* [Lines of data]:
— Start —
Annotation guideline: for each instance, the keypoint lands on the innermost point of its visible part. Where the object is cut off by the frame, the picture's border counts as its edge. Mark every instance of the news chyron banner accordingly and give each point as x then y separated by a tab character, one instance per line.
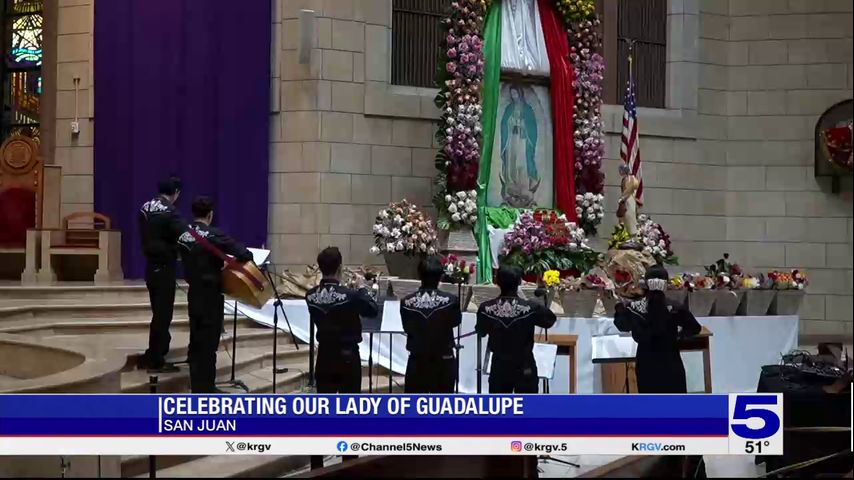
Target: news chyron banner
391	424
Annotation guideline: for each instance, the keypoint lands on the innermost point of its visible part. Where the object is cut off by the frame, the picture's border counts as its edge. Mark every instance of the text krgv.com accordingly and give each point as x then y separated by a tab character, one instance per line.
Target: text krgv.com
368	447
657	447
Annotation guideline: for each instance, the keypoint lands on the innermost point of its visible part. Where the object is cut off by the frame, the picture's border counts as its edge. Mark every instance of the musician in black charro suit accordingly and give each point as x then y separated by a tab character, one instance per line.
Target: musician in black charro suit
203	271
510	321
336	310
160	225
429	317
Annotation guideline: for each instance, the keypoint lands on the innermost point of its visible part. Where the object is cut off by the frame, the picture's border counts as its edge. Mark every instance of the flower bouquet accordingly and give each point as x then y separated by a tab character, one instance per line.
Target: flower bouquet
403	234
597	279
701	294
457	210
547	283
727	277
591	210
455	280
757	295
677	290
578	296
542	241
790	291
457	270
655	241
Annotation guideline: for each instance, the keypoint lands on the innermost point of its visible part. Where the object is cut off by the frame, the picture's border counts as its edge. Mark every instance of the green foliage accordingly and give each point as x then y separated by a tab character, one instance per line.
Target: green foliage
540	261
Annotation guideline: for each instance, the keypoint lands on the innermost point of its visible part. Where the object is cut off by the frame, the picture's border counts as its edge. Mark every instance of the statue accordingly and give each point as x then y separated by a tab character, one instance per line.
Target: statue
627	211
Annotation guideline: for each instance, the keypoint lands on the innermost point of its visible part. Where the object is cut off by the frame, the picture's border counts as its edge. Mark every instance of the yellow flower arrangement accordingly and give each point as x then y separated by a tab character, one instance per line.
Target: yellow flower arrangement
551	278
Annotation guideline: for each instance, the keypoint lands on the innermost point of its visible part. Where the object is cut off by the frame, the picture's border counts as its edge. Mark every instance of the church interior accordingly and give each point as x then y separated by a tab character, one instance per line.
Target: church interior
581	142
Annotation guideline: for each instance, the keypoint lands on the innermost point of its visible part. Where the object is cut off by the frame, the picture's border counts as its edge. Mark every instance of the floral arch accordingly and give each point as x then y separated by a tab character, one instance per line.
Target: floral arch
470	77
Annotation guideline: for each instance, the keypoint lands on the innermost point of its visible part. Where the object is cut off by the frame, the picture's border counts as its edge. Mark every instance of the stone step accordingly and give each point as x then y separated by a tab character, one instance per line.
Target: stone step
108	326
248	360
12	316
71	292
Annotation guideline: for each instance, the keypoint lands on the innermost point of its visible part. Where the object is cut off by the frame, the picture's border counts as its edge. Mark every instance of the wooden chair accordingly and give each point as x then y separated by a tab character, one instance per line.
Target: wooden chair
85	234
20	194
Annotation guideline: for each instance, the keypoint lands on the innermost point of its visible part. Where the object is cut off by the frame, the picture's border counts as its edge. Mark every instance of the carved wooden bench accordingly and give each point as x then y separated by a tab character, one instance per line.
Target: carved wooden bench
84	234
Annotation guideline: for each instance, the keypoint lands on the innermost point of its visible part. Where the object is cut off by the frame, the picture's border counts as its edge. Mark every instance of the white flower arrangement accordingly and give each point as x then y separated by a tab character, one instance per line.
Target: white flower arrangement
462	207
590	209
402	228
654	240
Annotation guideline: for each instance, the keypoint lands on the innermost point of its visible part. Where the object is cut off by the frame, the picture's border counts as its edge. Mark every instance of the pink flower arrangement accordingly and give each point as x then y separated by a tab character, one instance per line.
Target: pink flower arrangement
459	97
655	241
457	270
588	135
— End —
— Start —
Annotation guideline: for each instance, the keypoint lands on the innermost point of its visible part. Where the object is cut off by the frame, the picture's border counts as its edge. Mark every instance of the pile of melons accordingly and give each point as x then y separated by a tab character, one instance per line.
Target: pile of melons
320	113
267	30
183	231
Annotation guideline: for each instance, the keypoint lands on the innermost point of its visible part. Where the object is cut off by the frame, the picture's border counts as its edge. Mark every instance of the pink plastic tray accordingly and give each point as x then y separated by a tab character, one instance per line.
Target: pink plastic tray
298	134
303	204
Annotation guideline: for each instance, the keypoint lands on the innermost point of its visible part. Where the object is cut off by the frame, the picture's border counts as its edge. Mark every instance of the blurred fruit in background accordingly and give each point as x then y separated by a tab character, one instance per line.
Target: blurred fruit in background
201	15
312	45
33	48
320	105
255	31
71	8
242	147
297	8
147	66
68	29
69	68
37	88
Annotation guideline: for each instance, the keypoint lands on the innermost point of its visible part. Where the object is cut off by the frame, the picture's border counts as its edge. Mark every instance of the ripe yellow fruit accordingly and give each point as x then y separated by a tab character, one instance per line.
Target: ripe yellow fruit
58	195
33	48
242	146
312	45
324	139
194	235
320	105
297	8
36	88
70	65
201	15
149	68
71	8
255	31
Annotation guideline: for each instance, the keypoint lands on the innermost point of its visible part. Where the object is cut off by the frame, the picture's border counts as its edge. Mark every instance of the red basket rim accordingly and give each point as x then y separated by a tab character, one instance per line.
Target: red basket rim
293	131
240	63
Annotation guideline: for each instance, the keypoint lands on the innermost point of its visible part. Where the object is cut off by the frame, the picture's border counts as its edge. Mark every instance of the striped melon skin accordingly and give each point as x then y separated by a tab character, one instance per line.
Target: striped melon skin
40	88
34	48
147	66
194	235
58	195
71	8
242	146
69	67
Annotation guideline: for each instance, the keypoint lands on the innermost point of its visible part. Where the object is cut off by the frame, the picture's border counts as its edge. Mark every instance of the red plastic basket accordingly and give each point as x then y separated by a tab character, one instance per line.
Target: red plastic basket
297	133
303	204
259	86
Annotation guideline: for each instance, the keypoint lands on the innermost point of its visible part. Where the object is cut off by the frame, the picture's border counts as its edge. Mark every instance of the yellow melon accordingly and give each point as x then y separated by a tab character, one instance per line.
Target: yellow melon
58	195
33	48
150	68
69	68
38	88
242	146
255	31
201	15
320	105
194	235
— End —
* [GIVEN TASK]:
Report each line of the entries above that contains the string "chair", copying every such line in full.

* [RESULT OF THIS EXERCISE]:
Annotation guideline: for each instance, the keypoint lands on the innermost point of its visible part. Where the object is cut off by the frame, the picture's border counts as its edge. Mark every instance of the wooden chair accordingly and give each point as x then y separated by a tab character, one instance per line.
Target: wooden chair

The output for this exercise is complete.